:: Excerpted text
Would your opinion change if I told you that Employee A handles requests that take an average of 2 minutes to complete, and Employee B handles requests that take an average of 5 minutes to complete? Using simple math, Employee A is responsible for 5 hours of productive work per day (150 requests x 2 minutes / 60 minutes per hour), while Employee B is responsible for 6.25 hours (75 x 5 / 60). Knowing that Employee B is now the more productive employee, right? Let’s furlough Employee A!

Now imagine that I tell you both Employee A and B are processing the same types of requests. The first question I’d ask is why it takes Employee B more than twice as long to process a request as it does Employee A. What might lead to that? Our phone system indicates that Employee A’s average customer request phone call lasts 60 seconds, while Employee B’s last an average of 180 seconds. Why does Employee B spend three times as long on a phone call as Employee A? Is a higher quality of customer service being provided? Possibly. We could cross-reference our individual call times with the corresponding customer reviews to determine that. Does Employee B include more complete information in processing the request than Employee A? We could look at quality control auditing scores to determine that.

“Listen, you’ve got my head spinning. I don’t know who the more productive employee is. Just tell me what to do. If you don’t, I’m going to furlough Employee B because he/she/they complete half the number of requests as Employee A, and I’m afraid keeping Employee B would lead to a backlog.”

Based on the data we’ve looked at above, there is no correct answer to the question, “which employee should we furlough?” We need a better question. Is our goal to avoid backlogs, the resulting overtime pay to remaining employees, and the potential frustrations from overwork? Or is our goal to provide the best experience for our clients? Perhaps client retention is our top priority? Until we know the question we want to answer, the numbers we can point to aren’t applicable. Our solution needs to fit the problem we’re trying to solve.
::::
:: Given entries
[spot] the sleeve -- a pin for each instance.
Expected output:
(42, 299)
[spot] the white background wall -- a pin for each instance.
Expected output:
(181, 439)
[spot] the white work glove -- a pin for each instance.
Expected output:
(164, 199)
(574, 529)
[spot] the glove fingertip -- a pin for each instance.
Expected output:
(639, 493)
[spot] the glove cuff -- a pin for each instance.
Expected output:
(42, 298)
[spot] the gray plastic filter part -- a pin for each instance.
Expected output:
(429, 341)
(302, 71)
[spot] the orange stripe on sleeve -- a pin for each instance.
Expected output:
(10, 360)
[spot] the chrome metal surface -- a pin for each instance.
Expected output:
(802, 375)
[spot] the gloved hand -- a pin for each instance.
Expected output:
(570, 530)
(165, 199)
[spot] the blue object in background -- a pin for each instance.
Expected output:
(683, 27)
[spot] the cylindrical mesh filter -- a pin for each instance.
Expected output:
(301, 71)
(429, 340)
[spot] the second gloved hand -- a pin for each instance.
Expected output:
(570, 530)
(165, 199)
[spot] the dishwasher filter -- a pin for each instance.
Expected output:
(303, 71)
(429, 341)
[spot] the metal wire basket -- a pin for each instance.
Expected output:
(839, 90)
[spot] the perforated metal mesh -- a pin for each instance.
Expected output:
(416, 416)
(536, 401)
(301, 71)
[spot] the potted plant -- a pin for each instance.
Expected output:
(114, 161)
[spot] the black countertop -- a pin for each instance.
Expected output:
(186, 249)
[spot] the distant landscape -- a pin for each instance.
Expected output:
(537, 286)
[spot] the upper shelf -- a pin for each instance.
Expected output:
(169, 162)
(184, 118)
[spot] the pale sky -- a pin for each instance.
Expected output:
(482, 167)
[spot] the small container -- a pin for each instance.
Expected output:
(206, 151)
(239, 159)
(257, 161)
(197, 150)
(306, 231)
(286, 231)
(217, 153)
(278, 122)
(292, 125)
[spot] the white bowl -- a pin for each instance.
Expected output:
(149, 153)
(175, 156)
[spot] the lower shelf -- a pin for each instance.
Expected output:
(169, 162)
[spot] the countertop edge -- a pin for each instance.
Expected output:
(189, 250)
::::
:: Given entries
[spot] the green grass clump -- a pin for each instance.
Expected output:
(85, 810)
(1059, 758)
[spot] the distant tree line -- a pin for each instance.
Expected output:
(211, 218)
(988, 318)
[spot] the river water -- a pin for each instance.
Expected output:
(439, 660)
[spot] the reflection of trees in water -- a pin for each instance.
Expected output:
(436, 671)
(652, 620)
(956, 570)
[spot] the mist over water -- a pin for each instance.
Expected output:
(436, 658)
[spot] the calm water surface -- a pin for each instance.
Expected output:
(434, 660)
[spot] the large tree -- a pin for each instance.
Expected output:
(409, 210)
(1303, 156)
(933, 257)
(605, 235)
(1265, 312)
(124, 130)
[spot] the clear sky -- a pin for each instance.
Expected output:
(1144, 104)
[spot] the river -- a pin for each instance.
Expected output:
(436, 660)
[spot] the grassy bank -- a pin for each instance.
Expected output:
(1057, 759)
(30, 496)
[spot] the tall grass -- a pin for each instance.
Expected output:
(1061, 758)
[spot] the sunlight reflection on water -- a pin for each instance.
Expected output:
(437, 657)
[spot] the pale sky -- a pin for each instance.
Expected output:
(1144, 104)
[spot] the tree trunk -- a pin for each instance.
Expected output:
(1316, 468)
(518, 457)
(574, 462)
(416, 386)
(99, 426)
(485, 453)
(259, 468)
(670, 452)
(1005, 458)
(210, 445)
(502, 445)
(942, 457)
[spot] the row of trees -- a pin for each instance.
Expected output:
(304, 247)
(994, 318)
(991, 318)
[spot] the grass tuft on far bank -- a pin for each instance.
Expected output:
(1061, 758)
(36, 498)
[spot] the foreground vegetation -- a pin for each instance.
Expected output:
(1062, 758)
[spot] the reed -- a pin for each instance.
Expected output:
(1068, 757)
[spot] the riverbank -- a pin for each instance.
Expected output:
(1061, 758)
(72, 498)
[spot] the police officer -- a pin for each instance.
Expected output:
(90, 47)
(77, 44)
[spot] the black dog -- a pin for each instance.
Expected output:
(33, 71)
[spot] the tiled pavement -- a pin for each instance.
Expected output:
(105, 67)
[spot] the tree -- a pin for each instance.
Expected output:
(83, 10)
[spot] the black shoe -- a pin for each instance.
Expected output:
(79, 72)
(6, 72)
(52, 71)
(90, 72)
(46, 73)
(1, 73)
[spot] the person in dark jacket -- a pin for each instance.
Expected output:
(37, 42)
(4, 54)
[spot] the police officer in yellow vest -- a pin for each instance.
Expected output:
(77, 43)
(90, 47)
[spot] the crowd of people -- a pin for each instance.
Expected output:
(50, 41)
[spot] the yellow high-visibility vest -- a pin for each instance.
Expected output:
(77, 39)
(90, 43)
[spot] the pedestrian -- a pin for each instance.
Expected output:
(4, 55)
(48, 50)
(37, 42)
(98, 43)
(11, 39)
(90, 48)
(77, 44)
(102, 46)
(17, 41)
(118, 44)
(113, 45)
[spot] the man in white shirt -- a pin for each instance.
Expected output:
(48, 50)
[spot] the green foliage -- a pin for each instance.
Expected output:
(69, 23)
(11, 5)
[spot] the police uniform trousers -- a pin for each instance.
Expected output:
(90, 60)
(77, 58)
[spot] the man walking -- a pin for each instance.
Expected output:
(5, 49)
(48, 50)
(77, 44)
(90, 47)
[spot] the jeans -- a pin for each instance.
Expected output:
::::
### Work request
Please carry the text on measuring employee productivity forward from its last sentence. The listing has no connection to the text on measuring employee productivity.

### Output for this task
“Ugh. Explain to me why I can’t use the information on my analytics dashboard to determine who is the more effective employee?” Here’s one simple answer: almost every “average” statistic you see is a calculated mean. Is the mean the statistic you want to use? Or do you want to use a more accurate measure of central tendency? (If you’re asking yourself what a “measure of central tendency” is, let me take you back to junior high math class, where you learned that measures of central tendency consist of – at minimum – the mean, median, and mode.) Do you really want to know the mean? Or would it be more effective to know the most prevalent outcome? If it’s the latter, is your dashboard showing you the mode? Is it even capable of that? Perhaps you want a statistic that’s more advanced than what your average 13-year-old could calculate?

As stated earlier, numbers are not the treasure; they are clues on the treasure hunt. No one stumbles upon the “X” more than once or twice. When you are making decisions about your business’s success, your employees’ livelihoods, and the safety of your clients, would you want to rely on stumbling upon the “X” for success? That means it’s time to put in the work to effectively use data, which means questioning EVERYTHING.

Questions you need to ask when presented with data (quantitative or qualitative):

  1. What problem are we trying to solve?
  2. What data will help us understand the problem?
  3. What sources are we getting our data from?
    • How reliable are they?
      • What agenda might they be trying to push?
    • How did they gather that data?
      • What inconsistencies may exist in their collection methods?
      • How representative is the sample?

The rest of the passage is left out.